╭─ SUPPLIED PASSAGE

3. Voting Rights.  Except as otherwise provided by law or in this Section 3, the Series A Preferred Stock shall have no voting rights. So long as any shares of Series A Preferred Stock are outstanding, the Corporation shall not, without the affirmative written approval of all holders of Series A Preferred Stock then outstanding, directly or indirectly alter or change the powers, preferences or rights given to the Series A Preferred Stock or alter or amend this Certificate of Designation.
 
4. Redemption.
 
(a) Mandatory Redemption.  On December 31, 2014 (the “Redemption Date”), the Corporation shall redeem all of the then issued and outstanding shares of Series A Preferred Stock, for cash, at a redemption price equal to the Stated Value of a share of Series A Preferred Stock plus an amount equal to all accumulated and unpaid dividends thereon to the Redemption Date (the “Redemption Amount”).
 
(b) Redemption Procedures.
 
(i) Not less than 20 nor more than 60 days prior to the Redemption Date, a written notice specifying the time and place of the redemption shall be given by first-class mail, postage prepaid, to the holders of record of the shares of Series A Preferred Stock to be redeemed at their respective addresses as the same shall appear on the books of the Corporation, calling upon each holder of record to surrender to the Corporation on the Redemption Date at the place designated in the notice his certificate or certificates representing all the shares of Series A Preferred Stock owned by such holder.  Neither failure to mail such notice, nor any defect therein or in the mailing thereof, to any particular holder shall affect the sufficiency of the notice or the validity of the proceedings for redemption with respect to the other holders.  Any notice mailed in the manner herein provided shall be conclusively presumed to have been duly given whether or not the holder receives the notice.  On or after the Redemption Date, each holder of shares of Series A Preferred Stock to be redeemed shall present and surrender its certificate or certificates for such shares to the Corporation at the place designated in the redemption notice, and thereupon the redemption price of the shares shall be paid to or on the order of the person whose name appears on such certificate or certificates as the owner thereof in immediately available funds, and each surrendered certificate shall be canceled.
 
(ii) If a notice of redemption has been given pursuant to this Section 4 and if, on or before the Redemption Date, the funds necessary for such redemption shall have been set aside by the Corporation, separate and apart from its other funds, in trust for the pro rata benefit of the holders of the Series A Preferred Stock, then, notwithstanding that any certificates for such shares have not been surrendered for cancellation, on the date that funds for the redemption of the Series A Preferred Stock are actually paid to the holders thereof (the “Payment Date”), dividends shall cease to accrue on the shares of Series A Preferred Stock at the close of business on the Payment Date and the holders of such shares shall cease to be stockholders with respect to those shares, shall have no interest in or claims against the Corporation by virtue thereof and shall have no voting or other rights with respect thereto, except the right to receive the moneys payable upon such redemption upon surrender of their certificates, and the shares evidenced thereby shall be deemed to be no longer outstanding. Any interest accrued on funds so deposited shall be paid to the Corporation from time to time.

╰─
╭─ RECORD SET

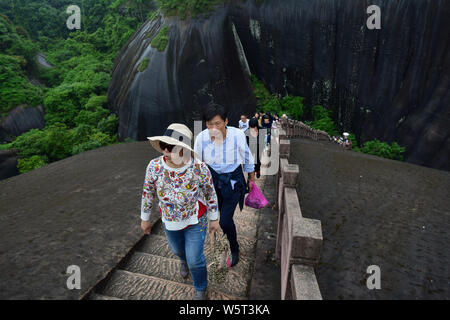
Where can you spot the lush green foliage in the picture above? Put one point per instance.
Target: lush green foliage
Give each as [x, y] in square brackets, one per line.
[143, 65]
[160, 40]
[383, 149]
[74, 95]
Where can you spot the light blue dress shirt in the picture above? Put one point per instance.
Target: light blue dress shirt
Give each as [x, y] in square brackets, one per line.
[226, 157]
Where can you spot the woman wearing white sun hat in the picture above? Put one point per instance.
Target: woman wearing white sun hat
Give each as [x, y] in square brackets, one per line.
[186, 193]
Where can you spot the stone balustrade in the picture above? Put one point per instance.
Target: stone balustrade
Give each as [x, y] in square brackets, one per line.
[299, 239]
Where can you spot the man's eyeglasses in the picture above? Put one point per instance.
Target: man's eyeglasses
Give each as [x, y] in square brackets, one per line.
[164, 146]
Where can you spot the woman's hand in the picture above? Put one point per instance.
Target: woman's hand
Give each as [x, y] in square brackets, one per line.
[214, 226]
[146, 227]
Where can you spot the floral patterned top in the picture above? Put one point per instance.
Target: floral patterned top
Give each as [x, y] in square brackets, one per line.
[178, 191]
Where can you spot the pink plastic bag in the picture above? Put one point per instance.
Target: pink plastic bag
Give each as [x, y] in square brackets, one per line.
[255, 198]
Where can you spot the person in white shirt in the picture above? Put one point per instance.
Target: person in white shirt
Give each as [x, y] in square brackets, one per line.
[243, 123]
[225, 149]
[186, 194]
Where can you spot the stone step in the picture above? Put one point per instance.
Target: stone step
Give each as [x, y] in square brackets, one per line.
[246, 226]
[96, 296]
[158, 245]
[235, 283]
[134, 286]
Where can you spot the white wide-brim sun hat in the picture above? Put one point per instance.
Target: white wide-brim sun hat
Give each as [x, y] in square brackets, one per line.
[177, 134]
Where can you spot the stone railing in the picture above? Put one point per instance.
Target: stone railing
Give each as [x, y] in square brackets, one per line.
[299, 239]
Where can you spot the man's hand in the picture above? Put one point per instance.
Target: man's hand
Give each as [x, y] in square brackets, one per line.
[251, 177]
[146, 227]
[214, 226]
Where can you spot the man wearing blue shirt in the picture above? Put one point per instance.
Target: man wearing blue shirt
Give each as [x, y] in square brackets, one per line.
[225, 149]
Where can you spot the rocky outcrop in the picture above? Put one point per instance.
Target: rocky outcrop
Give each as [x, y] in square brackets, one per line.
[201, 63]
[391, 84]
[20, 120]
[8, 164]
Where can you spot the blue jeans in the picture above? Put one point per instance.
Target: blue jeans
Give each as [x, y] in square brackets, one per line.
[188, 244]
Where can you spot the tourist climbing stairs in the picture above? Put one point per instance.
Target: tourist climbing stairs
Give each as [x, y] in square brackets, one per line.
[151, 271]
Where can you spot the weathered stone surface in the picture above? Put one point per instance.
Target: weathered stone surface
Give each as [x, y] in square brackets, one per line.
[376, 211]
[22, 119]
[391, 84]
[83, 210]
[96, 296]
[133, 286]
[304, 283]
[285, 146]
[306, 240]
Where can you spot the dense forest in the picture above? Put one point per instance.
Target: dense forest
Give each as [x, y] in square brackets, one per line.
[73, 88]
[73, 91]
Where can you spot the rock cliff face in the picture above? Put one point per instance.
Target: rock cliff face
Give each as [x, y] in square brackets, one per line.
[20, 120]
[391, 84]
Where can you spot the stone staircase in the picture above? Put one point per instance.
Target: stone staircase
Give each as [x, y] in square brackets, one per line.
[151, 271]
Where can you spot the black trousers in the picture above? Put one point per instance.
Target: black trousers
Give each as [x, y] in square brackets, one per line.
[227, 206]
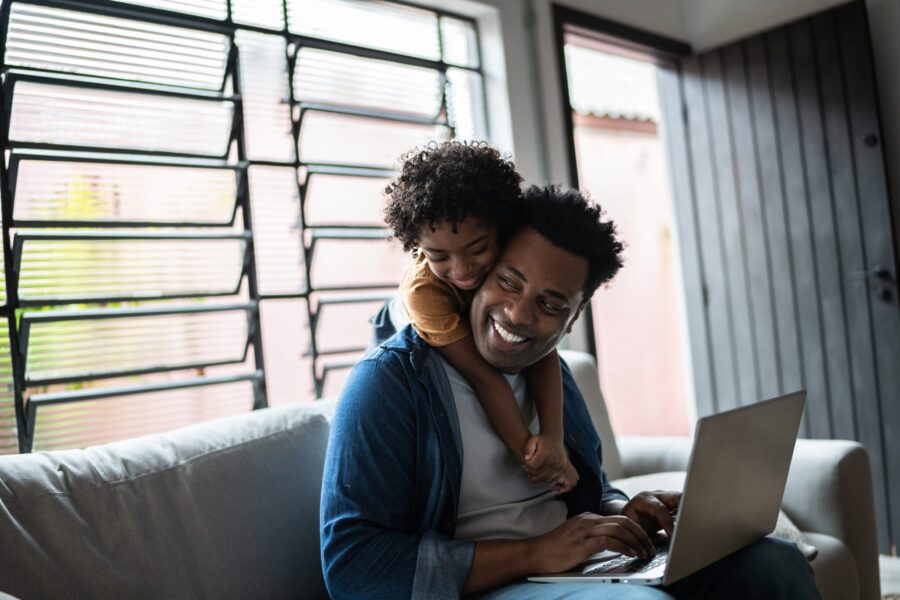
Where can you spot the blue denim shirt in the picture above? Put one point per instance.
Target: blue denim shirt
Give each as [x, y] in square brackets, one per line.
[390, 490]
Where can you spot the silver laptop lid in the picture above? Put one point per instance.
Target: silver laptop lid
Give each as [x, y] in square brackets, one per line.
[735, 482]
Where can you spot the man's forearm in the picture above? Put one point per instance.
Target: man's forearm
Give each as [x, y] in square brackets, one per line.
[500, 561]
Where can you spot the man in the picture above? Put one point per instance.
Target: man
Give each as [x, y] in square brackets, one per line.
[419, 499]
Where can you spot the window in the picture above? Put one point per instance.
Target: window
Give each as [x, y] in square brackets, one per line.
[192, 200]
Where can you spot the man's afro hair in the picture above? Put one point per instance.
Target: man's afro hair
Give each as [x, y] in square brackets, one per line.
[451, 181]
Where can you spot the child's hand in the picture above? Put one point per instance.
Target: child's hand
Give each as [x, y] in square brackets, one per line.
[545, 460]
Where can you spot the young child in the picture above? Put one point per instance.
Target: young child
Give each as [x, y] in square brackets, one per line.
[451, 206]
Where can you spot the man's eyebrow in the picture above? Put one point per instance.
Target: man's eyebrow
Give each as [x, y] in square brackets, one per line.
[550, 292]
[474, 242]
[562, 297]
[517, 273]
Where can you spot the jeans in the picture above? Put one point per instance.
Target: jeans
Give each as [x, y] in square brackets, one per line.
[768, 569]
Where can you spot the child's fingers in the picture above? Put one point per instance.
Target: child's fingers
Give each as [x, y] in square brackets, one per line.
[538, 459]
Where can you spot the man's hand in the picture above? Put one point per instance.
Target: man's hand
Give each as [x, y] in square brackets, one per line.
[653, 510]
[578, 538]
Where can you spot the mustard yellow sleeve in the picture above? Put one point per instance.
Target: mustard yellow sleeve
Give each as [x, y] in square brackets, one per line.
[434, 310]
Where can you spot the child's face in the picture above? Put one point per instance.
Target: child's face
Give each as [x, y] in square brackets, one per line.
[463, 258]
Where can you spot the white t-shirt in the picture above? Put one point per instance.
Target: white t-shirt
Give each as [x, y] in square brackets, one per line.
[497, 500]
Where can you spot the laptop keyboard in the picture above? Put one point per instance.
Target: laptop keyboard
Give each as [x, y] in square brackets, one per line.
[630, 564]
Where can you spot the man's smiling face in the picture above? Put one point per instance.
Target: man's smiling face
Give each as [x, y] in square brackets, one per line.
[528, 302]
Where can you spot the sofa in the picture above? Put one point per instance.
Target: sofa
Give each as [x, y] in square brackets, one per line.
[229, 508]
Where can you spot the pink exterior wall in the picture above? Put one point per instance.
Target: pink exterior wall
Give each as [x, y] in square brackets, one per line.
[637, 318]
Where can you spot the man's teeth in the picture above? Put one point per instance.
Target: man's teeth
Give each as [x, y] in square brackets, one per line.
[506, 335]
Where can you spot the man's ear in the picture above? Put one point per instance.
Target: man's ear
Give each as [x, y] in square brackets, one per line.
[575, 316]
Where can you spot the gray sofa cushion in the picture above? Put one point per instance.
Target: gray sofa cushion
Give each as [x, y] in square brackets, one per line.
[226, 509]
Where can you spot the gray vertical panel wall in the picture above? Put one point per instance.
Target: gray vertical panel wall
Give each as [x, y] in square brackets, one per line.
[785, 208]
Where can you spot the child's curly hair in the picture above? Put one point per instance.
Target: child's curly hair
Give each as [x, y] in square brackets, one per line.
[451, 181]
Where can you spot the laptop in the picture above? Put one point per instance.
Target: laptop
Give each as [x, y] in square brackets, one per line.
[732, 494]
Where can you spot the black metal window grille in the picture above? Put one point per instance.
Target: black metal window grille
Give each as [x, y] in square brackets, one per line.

╰─

### TASK STATEMENT
Can you duplicate, word for word, everything in the preferred stock provisions from "4. Redemption." down to "(b) Redemption Procedures."?

### ANSWER FOR THE TASK
4. Redemption.
 
(a) Mandatory Redemption.  On December 31, 2014 (the “Redemption Date”), the Corporation shall redeem all of the then issued and outstanding shares of Series A Preferred Stock, for cash, at a redemption price equal to the Stated Value of a share of Series A Preferred Stock plus an amount equal to all accumulated and unpaid dividends thereon to the Redemption Date (the “Redemption Amount”).
 
(b) Redemption Procedures.